__Deine Aufgabe__.
Schreibe den unten stehenden Forenthread über Biken im März und April nach dem letzten gezeigten Satz weiter.
***** Bereitgestellter Text *****
# Biken im März/April bei angenehmen Wetter



## Günni0808 (27. November 2010)

Hy Leute,

wir (meine Frau und ich) suchen einen netten Spot, wo man im März/April bei angenehmen Temperaturen und ein wenig Sonne, die ersten Trailmeter des Jahres erleben kann. Strecken- und Trailanspruch liegen im normalen Mittelfeld. Die Suche ergab bereits folgendes:

Zypern = teuer, nicht so tolle und schwer zu findende Strecken

Ligurien = ganz angenehme Strecken, Anreise mit eigenem PKW und Bike

Kanaren = gibt's da gute Veranstalter/Verleiher?

Also mal raus mit Euren Vorschläge, Anregungen und Ergänzungen.


----------



## 4mate (27. November 2010)

Kanaren:

*Biken Teneriffa: MTB Teneriffa,*

*Bike Point El Medano*

_Mountainbike_ auf _Gran Canaria_

*Mountain Bike Vermietung Lanzarote,*


----------



## MTB-News.de




----------



## scapin-biker (27. November 2010)

Tip ! Sind seit 8 Jahren immer die letzte Aprilwoche auf Mallorca.
Wobei das Wetter manchmal durchwachsen sein kann.


----------



## AchseDesBoesen (27. November 2010)

Günni0808 schrieb:


> Ligurien = ganz angenehme Strecken, Anreise mit eigenem PKW und Bike


----------



## ombre998 (13. Dezember 2010)

servus,,

ist jemand die zweite märz woche unten?

enduro bis freeride zum besten!

grüße
tommy


----------



## tiroler1973 (15. Dezember 2010)

Servus!
***** Datenauszug *****
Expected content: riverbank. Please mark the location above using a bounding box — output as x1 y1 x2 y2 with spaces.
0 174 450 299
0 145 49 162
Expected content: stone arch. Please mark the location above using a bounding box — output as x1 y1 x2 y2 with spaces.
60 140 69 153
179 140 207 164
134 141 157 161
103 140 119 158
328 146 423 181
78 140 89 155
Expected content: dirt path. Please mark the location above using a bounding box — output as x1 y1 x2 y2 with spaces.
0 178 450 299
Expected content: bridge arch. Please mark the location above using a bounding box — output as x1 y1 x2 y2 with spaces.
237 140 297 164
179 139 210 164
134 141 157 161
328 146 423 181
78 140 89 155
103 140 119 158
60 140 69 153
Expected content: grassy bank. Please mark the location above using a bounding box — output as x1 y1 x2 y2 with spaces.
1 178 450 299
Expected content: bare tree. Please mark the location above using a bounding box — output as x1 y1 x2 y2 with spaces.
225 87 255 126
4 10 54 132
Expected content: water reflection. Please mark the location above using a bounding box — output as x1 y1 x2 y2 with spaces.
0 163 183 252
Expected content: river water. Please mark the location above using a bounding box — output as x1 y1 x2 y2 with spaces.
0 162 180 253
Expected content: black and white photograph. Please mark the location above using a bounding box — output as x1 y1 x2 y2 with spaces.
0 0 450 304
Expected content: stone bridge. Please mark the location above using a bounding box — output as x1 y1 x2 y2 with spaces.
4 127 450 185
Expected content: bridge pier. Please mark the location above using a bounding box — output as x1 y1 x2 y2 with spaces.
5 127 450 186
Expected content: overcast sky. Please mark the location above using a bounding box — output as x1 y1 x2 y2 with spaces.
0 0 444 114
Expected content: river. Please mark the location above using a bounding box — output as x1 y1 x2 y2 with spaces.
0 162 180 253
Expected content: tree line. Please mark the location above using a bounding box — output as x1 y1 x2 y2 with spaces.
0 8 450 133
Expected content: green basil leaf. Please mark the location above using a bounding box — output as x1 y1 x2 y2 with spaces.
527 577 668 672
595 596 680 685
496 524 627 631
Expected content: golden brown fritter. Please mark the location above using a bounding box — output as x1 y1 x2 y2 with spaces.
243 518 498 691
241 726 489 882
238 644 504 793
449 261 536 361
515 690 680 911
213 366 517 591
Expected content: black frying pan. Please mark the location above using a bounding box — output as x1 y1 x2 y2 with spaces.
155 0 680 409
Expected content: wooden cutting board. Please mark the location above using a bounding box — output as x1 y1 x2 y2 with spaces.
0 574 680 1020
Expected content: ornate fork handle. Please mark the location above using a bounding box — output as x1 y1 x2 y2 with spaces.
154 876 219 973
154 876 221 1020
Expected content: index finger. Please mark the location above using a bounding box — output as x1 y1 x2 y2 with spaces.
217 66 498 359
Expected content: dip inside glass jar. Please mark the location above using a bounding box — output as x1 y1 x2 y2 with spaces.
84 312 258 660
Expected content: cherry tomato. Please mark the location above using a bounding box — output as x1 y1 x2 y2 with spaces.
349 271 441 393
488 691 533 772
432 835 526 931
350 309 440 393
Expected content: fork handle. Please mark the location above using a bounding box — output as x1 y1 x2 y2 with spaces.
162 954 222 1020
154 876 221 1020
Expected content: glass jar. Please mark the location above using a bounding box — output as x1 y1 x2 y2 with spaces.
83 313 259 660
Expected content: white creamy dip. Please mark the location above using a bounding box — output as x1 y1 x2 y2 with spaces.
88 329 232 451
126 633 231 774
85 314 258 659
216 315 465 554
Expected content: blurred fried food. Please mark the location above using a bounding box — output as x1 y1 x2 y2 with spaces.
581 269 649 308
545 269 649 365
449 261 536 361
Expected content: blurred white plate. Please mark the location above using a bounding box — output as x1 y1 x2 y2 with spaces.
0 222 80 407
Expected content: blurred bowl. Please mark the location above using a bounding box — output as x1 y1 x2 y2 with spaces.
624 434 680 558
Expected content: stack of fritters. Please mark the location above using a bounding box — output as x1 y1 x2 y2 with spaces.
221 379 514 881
*****
__Musterlösung__.
Bikers Inn auf La Gomera: http://bikers-inn.eu/


----------



## ombre998 (15. Dezember 2010)

moinsn..

ich meinte mallorca,
jemand vom 8.3 bis 15.3 dort?

grüße
tommy


----------



## MATTESM (15. Dezember 2010)

präzisiere ligurien: 
finale ligure  -  bekannter spot mit shuttle service und tourmöglichkeiten im ersten stock. 
hinterland von imperia / dolcedo / diano marina  -  bis dato völlig unbekannt, sehr viele trails, freeridestrecken (shuttle) in diano marina/san bartolomeo... 

zumindest im april explodiert dort die natur und alles blüht vielfarbigst. wie du  in der signatur siehst unser neues lieblingsrevier. wenn du auf eigene faust runter willst und fragen zu wasauchimmer hast meld dich!

grüße
mathias


----------



## Der Kassenwart (15. Dezember 2010)

günni, ich empfehle dir teneriffa. stabiles wetter, immer angenehme temperaturen, kaum regen, regelmäßige flüge (direkt od über madrid). 
die hauptsache aber, es ist ein richtig geiles trailrevier! war schon 3x dort. kann dir den veranstalter mtb-active.com nur ans herz legen.


----------



## Günni0808 (16. Dezember 2010)

Danke für Eure Antworten, habe jetzt das Bikecamp auf Zypern gebucht . Freu mich jetzt schon.


----------



## rayc (16. Dezember 2010)

Ich dachte dir ist Zypern zu teuer?

Das Bikecamp (der Mountainbike) würde ich als unverschämt teuer bezeichen.
Für den Wochenpreis fliege ich 2 Wochen auf die Kanaren incl. Unterkunft und Touren über eien Bikestation.

Ich war 2000 in Zypern in Polis, damals über eine Leserreise der BiekSportsNews.

Trails gibt es da unten nicht so viel, trotzdem würde ich gerne wieder mal hin.

Es wäre nett wenn du deine Eindrücke (nach der Reise) hier schilden würdest.
Hast du ein GPS?
Dann natürlich  auch die Tracks zu den Touren 

Ray

P.S..: Für deinen übernächsten Urlaub merke dir mal Sierra Nevada


----------



## MTB-News.de




----------



## KurzerFlo (16. Dezember 2010)

rayc schrieb:


> P.S..: Für deinen übernächsten Urlaub merke dir mal Sierra Nevada


 
da kann ich wirklich nur zustimmen!!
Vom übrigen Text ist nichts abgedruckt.